TO BE DONE —
Count the lines below that contain the word "daffodil", and reply with that number alone.

##### RECORDS SHOWN

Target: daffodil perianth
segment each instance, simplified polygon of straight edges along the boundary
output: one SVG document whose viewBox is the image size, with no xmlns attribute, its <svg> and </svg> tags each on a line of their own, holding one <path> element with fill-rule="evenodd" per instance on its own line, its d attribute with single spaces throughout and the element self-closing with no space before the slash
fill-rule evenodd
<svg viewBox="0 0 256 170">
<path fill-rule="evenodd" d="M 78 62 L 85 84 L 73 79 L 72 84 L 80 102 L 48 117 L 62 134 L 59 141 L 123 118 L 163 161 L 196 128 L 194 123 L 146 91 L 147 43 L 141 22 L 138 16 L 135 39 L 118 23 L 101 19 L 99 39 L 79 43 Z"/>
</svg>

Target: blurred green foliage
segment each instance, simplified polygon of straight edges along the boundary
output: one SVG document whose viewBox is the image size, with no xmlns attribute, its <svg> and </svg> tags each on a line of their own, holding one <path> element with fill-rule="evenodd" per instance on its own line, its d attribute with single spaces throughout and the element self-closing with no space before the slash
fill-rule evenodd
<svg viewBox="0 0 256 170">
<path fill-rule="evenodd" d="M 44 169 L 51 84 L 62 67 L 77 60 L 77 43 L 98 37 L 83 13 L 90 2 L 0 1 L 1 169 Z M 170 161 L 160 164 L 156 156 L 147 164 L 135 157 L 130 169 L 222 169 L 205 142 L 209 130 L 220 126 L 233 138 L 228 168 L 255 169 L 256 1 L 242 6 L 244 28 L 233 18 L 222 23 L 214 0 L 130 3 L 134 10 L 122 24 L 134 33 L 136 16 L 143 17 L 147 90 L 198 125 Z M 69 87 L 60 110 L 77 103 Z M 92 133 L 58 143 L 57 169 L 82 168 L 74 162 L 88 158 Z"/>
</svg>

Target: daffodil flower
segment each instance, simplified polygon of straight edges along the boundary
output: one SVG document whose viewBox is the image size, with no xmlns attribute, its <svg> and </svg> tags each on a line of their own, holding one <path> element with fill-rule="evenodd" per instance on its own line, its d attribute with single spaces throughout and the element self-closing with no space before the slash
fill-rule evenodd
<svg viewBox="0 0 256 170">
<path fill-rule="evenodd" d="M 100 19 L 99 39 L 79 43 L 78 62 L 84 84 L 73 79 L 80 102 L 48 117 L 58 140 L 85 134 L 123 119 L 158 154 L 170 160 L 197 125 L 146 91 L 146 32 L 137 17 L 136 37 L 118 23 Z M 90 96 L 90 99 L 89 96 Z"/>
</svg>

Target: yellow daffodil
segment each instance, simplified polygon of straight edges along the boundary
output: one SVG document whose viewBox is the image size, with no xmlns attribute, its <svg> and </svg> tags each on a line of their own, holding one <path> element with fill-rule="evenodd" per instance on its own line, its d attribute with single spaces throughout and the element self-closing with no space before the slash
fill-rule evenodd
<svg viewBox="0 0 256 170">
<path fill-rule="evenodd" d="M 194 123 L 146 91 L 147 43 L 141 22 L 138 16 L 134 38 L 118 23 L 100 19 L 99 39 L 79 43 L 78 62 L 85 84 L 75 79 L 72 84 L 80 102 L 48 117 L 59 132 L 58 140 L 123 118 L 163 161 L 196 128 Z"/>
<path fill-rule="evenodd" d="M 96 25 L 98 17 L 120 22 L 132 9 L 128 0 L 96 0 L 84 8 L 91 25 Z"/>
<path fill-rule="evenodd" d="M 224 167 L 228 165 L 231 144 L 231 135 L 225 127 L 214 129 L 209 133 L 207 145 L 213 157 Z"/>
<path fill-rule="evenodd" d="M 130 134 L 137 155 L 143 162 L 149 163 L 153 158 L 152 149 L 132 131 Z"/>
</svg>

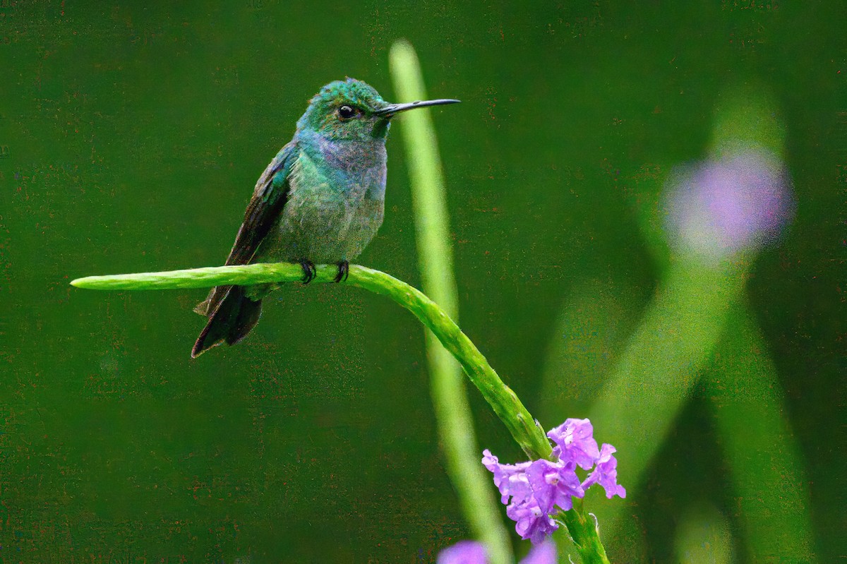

##########

RESPONSE TO THE TASK —
3